> **GOAL**
Print, without any change, the lines from the one containing "TARGET = white window frame" through the final line, both included.

> **MATERIAL SHOWN**
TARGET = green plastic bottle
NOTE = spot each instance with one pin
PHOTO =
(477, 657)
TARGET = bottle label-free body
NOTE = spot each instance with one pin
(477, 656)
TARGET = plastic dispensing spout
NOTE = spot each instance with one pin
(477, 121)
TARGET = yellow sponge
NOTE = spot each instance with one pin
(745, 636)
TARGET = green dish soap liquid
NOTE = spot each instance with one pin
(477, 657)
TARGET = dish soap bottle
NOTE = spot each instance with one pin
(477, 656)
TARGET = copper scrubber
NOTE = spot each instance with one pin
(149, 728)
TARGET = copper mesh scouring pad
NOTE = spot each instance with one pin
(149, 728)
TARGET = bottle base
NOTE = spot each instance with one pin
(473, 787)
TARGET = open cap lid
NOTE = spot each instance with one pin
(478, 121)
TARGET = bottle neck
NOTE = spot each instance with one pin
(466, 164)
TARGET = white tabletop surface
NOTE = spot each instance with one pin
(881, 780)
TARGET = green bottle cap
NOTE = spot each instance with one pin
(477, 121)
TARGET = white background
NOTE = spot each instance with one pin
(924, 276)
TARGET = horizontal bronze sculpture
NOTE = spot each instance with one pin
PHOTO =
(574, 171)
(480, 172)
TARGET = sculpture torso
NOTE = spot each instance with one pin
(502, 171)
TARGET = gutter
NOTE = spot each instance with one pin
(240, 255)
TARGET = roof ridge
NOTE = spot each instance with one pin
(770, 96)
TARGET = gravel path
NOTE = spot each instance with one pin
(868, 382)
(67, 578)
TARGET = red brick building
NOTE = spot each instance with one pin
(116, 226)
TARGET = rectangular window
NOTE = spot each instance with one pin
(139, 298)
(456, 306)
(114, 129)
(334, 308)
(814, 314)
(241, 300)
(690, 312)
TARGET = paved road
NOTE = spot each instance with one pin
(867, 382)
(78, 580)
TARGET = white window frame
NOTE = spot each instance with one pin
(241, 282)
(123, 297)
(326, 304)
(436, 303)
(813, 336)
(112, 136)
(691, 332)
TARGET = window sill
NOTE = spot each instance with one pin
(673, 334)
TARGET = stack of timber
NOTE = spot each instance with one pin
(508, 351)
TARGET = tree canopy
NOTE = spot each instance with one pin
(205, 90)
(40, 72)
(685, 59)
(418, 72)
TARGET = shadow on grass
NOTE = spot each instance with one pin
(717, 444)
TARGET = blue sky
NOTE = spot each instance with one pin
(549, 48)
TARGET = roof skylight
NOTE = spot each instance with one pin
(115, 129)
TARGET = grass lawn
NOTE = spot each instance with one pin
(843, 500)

> **RESPONSE FOR THIS EXERCISE**
TARGET = white window frame
NOTE = spot each instance with one pin
(241, 282)
(123, 297)
(326, 304)
(436, 303)
(813, 336)
(112, 136)
(691, 332)
TARGET = window sill
NOTE = spot each instance with one pin
(673, 334)
TARGET = stack of timber
NOTE = spot each instance with one pin
(508, 351)
TARGET = tree canopy
NOTE = spot each instance with one pin
(205, 90)
(40, 72)
(685, 59)
(418, 72)
TARGET = shadow on grass
NOTE = spot each instance with one pin
(717, 444)
TARGET = blue sky
NOTE = spot each instance with one pin
(549, 48)
TARGET = roof skylight
NOTE = spot each instance with one pin
(115, 129)
TARGET = grass lawn
NOTE = spot each instance with one pin
(843, 500)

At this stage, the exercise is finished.